-- Start Stored rows --

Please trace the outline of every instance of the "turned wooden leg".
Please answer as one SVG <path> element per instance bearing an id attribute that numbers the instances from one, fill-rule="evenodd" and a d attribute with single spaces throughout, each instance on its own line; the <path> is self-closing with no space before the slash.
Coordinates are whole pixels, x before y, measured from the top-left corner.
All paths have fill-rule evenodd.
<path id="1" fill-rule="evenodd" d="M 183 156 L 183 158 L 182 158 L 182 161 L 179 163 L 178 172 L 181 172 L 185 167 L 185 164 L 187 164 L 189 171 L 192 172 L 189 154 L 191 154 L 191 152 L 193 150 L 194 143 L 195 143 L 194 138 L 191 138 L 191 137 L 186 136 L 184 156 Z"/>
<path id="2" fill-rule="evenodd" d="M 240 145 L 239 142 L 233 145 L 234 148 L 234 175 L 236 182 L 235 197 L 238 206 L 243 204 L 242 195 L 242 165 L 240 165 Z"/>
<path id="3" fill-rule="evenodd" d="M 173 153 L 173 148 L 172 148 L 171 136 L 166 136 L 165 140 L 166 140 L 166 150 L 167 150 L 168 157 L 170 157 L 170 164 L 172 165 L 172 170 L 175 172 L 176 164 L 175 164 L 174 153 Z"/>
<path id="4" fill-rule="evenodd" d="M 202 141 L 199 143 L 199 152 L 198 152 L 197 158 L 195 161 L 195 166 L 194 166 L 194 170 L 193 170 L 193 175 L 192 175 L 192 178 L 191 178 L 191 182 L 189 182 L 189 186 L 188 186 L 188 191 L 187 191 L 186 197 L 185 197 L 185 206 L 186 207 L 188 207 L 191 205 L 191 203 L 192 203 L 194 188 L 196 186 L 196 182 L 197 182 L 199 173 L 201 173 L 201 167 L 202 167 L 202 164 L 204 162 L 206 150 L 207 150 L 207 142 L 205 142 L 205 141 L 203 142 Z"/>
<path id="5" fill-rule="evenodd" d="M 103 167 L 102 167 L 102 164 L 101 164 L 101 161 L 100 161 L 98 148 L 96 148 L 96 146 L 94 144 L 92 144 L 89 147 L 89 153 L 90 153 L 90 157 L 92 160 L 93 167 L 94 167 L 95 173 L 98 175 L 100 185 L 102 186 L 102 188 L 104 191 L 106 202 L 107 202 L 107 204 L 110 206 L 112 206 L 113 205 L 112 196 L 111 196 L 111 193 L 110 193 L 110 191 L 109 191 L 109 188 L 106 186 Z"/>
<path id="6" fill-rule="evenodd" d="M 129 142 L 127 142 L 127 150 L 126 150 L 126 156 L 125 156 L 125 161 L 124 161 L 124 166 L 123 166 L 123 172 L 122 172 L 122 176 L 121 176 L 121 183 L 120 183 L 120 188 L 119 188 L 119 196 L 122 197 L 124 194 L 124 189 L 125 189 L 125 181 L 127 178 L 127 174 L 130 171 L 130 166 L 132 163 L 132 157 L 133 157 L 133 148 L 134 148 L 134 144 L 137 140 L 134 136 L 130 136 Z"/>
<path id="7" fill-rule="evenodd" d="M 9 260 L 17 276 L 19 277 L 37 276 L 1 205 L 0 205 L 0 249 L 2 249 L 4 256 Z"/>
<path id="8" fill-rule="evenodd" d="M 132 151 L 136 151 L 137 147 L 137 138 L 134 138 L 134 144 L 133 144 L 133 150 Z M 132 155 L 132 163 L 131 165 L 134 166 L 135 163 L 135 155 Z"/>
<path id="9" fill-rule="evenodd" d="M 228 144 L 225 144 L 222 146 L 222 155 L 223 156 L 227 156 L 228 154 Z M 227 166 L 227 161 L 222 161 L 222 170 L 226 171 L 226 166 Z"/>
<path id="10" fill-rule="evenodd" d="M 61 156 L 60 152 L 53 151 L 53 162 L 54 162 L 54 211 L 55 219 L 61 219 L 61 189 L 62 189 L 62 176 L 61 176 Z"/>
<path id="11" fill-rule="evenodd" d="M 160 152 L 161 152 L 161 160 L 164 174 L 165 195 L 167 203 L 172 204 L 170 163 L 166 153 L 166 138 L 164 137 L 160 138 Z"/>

-- End Stored rows --

▶ Instruction
Reproduce these lines verbatim, all of them from first to last.

▶ Reply
Please trace the outline of every instance of the "turned wooden leg".
Please answer as one SVG <path> element per instance bearing an id attribute that numbers the instances from one, fill-rule="evenodd" and a d attribute with single spaces throughout, each instance on its own line; the <path> is self-closing with no space before the slash.
Coordinates are whole pixels, x before y, measured from the top-left corner.
All paths have fill-rule evenodd.
<path id="1" fill-rule="evenodd" d="M 183 156 L 183 158 L 182 158 L 182 161 L 179 163 L 178 172 L 181 172 L 185 167 L 185 164 L 187 164 L 189 171 L 192 172 L 189 154 L 191 154 L 191 152 L 193 150 L 194 143 L 195 143 L 194 138 L 191 138 L 191 137 L 186 136 L 184 156 Z"/>
<path id="2" fill-rule="evenodd" d="M 240 145 L 239 142 L 233 145 L 234 148 L 234 175 L 236 182 L 235 197 L 238 206 L 243 204 L 242 195 L 242 165 L 240 165 Z"/>
<path id="3" fill-rule="evenodd" d="M 173 153 L 173 148 L 172 148 L 171 136 L 166 136 L 165 140 L 166 140 L 166 150 L 167 150 L 168 157 L 170 157 L 170 164 L 172 165 L 172 170 L 175 172 L 176 164 L 175 164 L 174 153 Z"/>
<path id="4" fill-rule="evenodd" d="M 202 141 L 199 143 L 199 152 L 198 152 L 197 158 L 195 161 L 195 166 L 194 166 L 194 170 L 193 170 L 193 175 L 192 175 L 192 178 L 191 178 L 191 182 L 189 182 L 189 186 L 188 186 L 188 191 L 187 191 L 186 197 L 185 197 L 185 206 L 186 207 L 188 207 L 191 205 L 191 203 L 192 203 L 194 188 L 196 186 L 196 182 L 197 182 L 199 173 L 201 173 L 201 167 L 202 167 L 202 164 L 204 162 L 206 150 L 207 150 L 207 142 L 205 142 L 205 141 L 203 142 Z"/>
<path id="5" fill-rule="evenodd" d="M 103 167 L 102 167 L 102 164 L 101 164 L 101 161 L 100 161 L 98 148 L 96 148 L 96 146 L 94 144 L 92 144 L 89 147 L 89 153 L 90 153 L 90 157 L 92 160 L 93 167 L 94 167 L 95 173 L 98 175 L 100 185 L 102 186 L 102 188 L 104 191 L 106 202 L 107 202 L 107 204 L 110 206 L 112 206 L 113 205 L 112 196 L 111 196 L 111 193 L 110 193 L 110 191 L 109 191 L 109 188 L 106 186 Z"/>
<path id="6" fill-rule="evenodd" d="M 129 142 L 127 142 L 127 150 L 126 150 L 126 156 L 125 156 L 125 161 L 124 161 L 124 166 L 123 166 L 123 172 L 122 172 L 122 176 L 121 176 L 121 183 L 120 183 L 120 188 L 119 188 L 119 196 L 122 197 L 124 194 L 124 189 L 125 189 L 125 181 L 127 178 L 127 174 L 130 171 L 130 166 L 132 163 L 132 157 L 133 157 L 133 148 L 134 148 L 134 144 L 137 140 L 134 136 L 130 136 Z"/>
<path id="7" fill-rule="evenodd" d="M 9 260 L 17 276 L 19 277 L 37 276 L 1 205 L 0 205 L 0 249 L 2 249 L 4 256 Z"/>
<path id="8" fill-rule="evenodd" d="M 132 151 L 136 151 L 137 147 L 137 138 L 134 138 L 134 144 L 133 144 L 133 150 Z M 132 155 L 132 163 L 131 165 L 134 166 L 135 163 L 135 155 Z"/>
<path id="9" fill-rule="evenodd" d="M 228 144 L 225 144 L 222 146 L 222 155 L 223 156 L 227 156 L 228 154 Z M 227 166 L 227 161 L 222 161 L 222 170 L 226 171 L 226 166 Z"/>
<path id="10" fill-rule="evenodd" d="M 61 156 L 60 152 L 53 151 L 53 162 L 54 162 L 54 211 L 55 219 L 61 219 L 61 189 L 62 189 L 62 176 L 61 176 Z"/>
<path id="11" fill-rule="evenodd" d="M 160 152 L 161 152 L 161 160 L 164 174 L 165 195 L 167 203 L 172 204 L 170 163 L 166 153 L 166 138 L 164 137 L 160 138 Z"/>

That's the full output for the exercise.